**Problem statement:** The whole listing is to be reproduced exactly as given.

____________________

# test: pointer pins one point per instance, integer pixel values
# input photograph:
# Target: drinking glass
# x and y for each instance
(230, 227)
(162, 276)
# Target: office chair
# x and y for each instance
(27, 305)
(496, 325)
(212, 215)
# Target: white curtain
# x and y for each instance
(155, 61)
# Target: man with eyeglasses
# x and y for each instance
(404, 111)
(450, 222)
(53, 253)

____________________

**Exercise response:**
# test: pointer pins one point per instance, integer pixel values
# input photograph:
# Target: drinking glass
# x and y for each instance
(230, 227)
(162, 276)
# Target: office chair
# x and y for each instance
(27, 305)
(496, 325)
(212, 215)
# Target: white curtain
# x and y for each instance
(155, 61)
# Target: man with eyeglasses
# x and y for each instance
(404, 111)
(450, 222)
(53, 253)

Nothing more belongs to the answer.